[Given data]
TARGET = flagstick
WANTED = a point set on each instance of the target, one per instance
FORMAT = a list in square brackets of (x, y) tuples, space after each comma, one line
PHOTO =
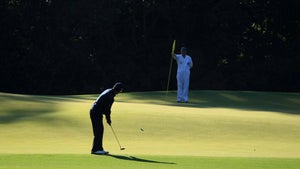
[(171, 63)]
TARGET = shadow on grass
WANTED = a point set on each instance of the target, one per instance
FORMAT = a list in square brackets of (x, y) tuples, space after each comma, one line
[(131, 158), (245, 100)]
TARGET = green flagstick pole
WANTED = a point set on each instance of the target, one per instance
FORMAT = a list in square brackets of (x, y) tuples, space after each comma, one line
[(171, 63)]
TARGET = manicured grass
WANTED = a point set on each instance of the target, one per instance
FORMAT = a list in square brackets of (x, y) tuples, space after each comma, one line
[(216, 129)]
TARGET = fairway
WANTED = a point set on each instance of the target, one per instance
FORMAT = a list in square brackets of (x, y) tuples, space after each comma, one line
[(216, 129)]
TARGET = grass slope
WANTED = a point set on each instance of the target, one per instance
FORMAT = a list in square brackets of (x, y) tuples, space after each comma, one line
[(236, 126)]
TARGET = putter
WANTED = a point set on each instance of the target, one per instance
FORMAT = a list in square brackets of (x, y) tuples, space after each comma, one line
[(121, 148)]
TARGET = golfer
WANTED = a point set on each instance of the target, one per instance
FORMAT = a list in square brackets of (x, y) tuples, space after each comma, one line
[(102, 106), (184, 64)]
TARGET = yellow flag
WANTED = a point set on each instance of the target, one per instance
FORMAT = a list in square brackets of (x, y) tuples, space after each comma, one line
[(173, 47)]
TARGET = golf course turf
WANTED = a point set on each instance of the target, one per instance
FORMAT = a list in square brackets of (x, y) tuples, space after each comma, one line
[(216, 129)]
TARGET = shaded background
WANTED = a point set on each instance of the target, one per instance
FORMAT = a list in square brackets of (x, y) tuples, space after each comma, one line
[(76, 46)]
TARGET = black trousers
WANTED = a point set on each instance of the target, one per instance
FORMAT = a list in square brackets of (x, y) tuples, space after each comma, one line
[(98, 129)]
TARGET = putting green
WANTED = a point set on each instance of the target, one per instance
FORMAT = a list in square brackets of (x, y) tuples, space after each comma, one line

[Your instructions]
Rewrite the material from the line containing "TARGET = golf course turf" through the end, inclusive, with "trousers" swapped for "pants" and everything else left as it stands.

[Exercise answer]
TARGET = golf course turf
WANTED = a point set on each instance of the target, one per instance
FORMAT = a list in square brackets of (x, y) tuples, space after each comma, one line
[(216, 129)]
TARGET = shaded background
WANTED = a point set on each instance of the target, one per instance
FORMAT = a list in square brackets of (x, y) tuples, space after each comma, one line
[(76, 46)]
TARGET = black pants
WANTED = a point set on each instance of the target, one per instance
FORMAT = a list in square brackets of (x, y) tuples, space after each comma, one line
[(98, 129)]
TARGET = putting green
WANTED = a point set on each instance of the target, one per instance
FORMAT = a list in square brackets of (x, y) tuples, space after each comma, one line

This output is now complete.